What is asked: Copy out every line of the data exactly.

Data section:
═══
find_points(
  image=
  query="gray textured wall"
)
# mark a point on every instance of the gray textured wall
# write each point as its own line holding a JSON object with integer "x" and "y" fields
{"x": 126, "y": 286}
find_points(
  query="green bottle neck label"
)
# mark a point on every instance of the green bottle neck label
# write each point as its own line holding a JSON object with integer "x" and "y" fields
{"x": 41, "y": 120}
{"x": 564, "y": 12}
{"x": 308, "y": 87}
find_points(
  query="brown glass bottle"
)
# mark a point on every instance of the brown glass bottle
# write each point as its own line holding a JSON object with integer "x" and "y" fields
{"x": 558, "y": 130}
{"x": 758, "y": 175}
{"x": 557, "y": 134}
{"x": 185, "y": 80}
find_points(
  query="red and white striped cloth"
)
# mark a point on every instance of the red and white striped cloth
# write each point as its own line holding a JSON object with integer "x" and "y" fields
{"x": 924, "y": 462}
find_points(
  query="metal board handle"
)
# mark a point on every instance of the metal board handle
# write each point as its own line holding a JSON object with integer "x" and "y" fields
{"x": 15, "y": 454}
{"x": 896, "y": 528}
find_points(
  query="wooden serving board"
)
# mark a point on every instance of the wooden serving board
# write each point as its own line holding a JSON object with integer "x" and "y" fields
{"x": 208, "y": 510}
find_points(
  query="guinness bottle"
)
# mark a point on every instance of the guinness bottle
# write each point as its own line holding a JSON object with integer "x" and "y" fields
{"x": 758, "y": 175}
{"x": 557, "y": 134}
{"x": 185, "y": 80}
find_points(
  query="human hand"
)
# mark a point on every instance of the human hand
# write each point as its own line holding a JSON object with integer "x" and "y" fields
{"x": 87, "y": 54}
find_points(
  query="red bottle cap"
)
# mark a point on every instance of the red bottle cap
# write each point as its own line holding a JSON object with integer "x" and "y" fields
═══
Worked answer:
find_points(
  image=
  query="gray textured wall"
)
# mark a point on every instance of the gray textured wall
# write each point as its own line holding a JSON object with integer "x" and "y" fields
{"x": 126, "y": 286}
find_points(
  query="green bottle neck label"
)
# mark a point on every instance of the green bottle neck label
# write each point as its own line holding a JSON object with integer "x" and "y" fields
{"x": 41, "y": 120}
{"x": 564, "y": 12}
{"x": 308, "y": 87}
find_points(
  query="brown glass bottle"
)
# mark a point on every instance of the brown glass bottle
# write each point as its own line holding a JSON object with integer "x" and "y" fields
{"x": 558, "y": 130}
{"x": 758, "y": 175}
{"x": 557, "y": 134}
{"x": 185, "y": 80}
find_points(
  query="red and white striped cloth"
)
# mark a point on every instance of the red and white striped cloth
# write each point as its own line holding a JSON object with integer "x" and "y" fields
{"x": 924, "y": 462}
find_points(
  query="metal board handle"
)
# mark a point on every instance of the metal board handle
# write each point as its own line holding a JSON object with integer "x" and "y" fields
{"x": 15, "y": 454}
{"x": 896, "y": 528}
find_points(
  query="wooden serving board"
)
# mark a point on every instance of the wooden serving board
# write each point as its own line holding a JSON object with integer "x" and "y" fields
{"x": 208, "y": 510}
find_points(
  query="guinness bottle"
)
# mark a point on every instance of the guinness bottle
# write each point as its own line holding a JSON object with integer "x" and "y" fields
{"x": 758, "y": 175}
{"x": 557, "y": 134}
{"x": 185, "y": 80}
find_points(
  query="human hand"
)
# mark a point on every instance of the human hand
# write each point as its own line holding a JSON object with integer "x" and "y" fields
{"x": 87, "y": 54}
find_points(
  query="red bottle cap"
)
# mark a point on every instance of the red bottle cap
# write each point as its own line holding a JSON object with integer "x" and "y" fields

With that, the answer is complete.